Brief: Rewrite the material from the line containing "[pin] windshield (one" through the end of the material, replacing "pixel coordinates" with "image coordinates" and keeping everything else the same.

Coordinate annotation entries

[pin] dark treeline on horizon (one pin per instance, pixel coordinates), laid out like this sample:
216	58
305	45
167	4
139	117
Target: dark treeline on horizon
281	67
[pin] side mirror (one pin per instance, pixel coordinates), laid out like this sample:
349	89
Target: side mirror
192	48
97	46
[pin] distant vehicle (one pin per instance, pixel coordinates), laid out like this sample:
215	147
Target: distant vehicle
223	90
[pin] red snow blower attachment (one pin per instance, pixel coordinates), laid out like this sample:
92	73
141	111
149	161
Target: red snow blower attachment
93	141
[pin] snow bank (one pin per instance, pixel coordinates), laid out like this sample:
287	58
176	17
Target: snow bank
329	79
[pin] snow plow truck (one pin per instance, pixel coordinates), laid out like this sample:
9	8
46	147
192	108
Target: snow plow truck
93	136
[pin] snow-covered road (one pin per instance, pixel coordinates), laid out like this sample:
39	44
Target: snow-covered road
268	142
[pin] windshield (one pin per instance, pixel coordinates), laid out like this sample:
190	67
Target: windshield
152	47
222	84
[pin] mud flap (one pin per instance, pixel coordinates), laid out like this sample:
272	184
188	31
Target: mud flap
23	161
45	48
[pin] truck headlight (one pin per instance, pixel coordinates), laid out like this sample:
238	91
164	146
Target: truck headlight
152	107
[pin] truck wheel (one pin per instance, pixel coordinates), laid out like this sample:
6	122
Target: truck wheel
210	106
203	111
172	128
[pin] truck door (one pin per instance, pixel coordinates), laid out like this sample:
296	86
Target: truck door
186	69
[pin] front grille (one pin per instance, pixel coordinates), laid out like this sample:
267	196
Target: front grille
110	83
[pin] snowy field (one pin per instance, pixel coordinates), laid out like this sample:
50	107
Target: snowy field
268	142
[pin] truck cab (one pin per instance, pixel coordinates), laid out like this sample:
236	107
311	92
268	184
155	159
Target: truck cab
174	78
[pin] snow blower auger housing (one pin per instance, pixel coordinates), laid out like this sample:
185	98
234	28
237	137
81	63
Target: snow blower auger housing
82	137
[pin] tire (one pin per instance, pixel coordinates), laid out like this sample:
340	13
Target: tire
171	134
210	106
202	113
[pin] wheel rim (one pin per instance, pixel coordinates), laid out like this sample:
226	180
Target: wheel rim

Result for this task:
[pin] windshield (one pin per instance, image coordinates), laid out like this sample:
190	67
Target: windshield
152	47
222	84
[pin] mud flap (one pin per instance, image coordinates), laid out like this sample:
272	184
188	31
Target: mud flap
23	161
45	48
[pin] truck headlight (one pin per instance, image coordinates), laid out like this sample:
238	91
164	146
Target: truck headlight
152	107
[pin] truck wheel (one pin per instance, image coordinates), laid out like this sample:
6	122
Target: truck wheel
210	106
203	111
172	128
[pin] truck door (one pin per instance, image coordinates), laid out like this sample:
296	86
Target: truck door
186	69
[pin] front grille (one pin per instance, image coordinates), laid out like this sample:
267	196
Target: front grille
110	83
[pin] snowy field (one pin per instance, image coordinates), laid out like this sample:
50	107
Target: snowy field
268	142
[pin] truck cab (one pin per instance, image coordinates), laid out like this sample:
236	107
311	92
268	184
155	159
Target: truck cab
174	78
[pin] snow blower auger housing (one pin per instance, image coordinates), laid out like this sample:
185	98
234	28
237	137
81	63
Target: snow blower auger housing
82	137
[pin] tire (one pin per instance, image coordinates), laid out like this sample:
340	13
Target: tire
171	134
210	106
202	113
[pin] wheel rim (one pin per instance, image coordinates), laid out like this sample:
226	180
Target: wheel rim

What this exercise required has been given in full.